### [TEXT BLOCK]
*** Begin section ***
Canada Education Park
- Established: 2003
- Affiliations: Royal Canadian Mounted Police; Chilliwack Economic Partners Corporation; Justice Institute of British Columbia; University of the Fraser Valley;
- Location: Chilliwack, Canada
- Campus: Urban, 85 acres (34 ha);
- Website: http://www.chilliwackeconomicpartners.com/canada-education-park/

= Canada Education Park =

Canada Education Park (CEP) is located on the southside of Chilliwack at the former site of the Canadian army base called CFB Chilliwack. It is home to learning institutions including University of the Fraser Valley, Justice Institute of BC, and RCMP Pacific Region Training Centre.

== University of the Fraser Valley ==

The South Chilliwack Campus of the University of the Fraser Valley houses the Trades and Technology Centre, the Faculty of Health Sciences building and the Agriculture Centre of Excellence.
*** End section ***
### [ACTIVITY]
List every affiliation given for Canada Education Park in the text about it. None of the rows are needed here.

### [SUPPLIED MATERIAL]
*** Begin section ***
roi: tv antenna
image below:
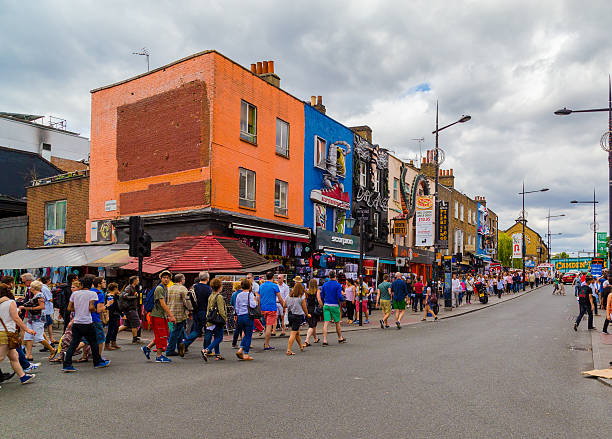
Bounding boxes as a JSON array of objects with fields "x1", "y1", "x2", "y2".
[{"x1": 132, "y1": 47, "x2": 150, "y2": 72}]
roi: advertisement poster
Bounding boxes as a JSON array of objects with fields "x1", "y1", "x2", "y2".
[
  {"x1": 415, "y1": 195, "x2": 434, "y2": 247},
  {"x1": 512, "y1": 233, "x2": 523, "y2": 259}
]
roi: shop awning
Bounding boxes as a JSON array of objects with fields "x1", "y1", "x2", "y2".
[
  {"x1": 121, "y1": 236, "x2": 280, "y2": 274},
  {"x1": 0, "y1": 244, "x2": 127, "y2": 270},
  {"x1": 232, "y1": 223, "x2": 310, "y2": 242}
]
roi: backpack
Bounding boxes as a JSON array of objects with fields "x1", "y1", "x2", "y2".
[{"x1": 142, "y1": 288, "x2": 155, "y2": 312}]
*** End section ***
### [ANSWER SPACE]
Royal Canadian Mounted Police
Chilliwack Economic Partners Corporation
Justice Institute of British Columbia
University of the Fraser Valley